(Records shown begins)
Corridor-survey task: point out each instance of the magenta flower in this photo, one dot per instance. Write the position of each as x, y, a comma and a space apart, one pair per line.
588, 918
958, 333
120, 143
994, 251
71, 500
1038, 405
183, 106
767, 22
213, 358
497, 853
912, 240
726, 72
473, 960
(Records shown ends)
Work required »
Write out all the data again, exactly as it appears.

Answer »
Corridor-survey task: point out each instance of the magenta flower in this photo, one dot per instance. Write the position of each as x, y, a comma and a space apart, one pair per line.
588, 918
958, 333
120, 143
994, 251
71, 500
1038, 405
183, 106
767, 22
213, 358
497, 853
912, 240
726, 72
473, 960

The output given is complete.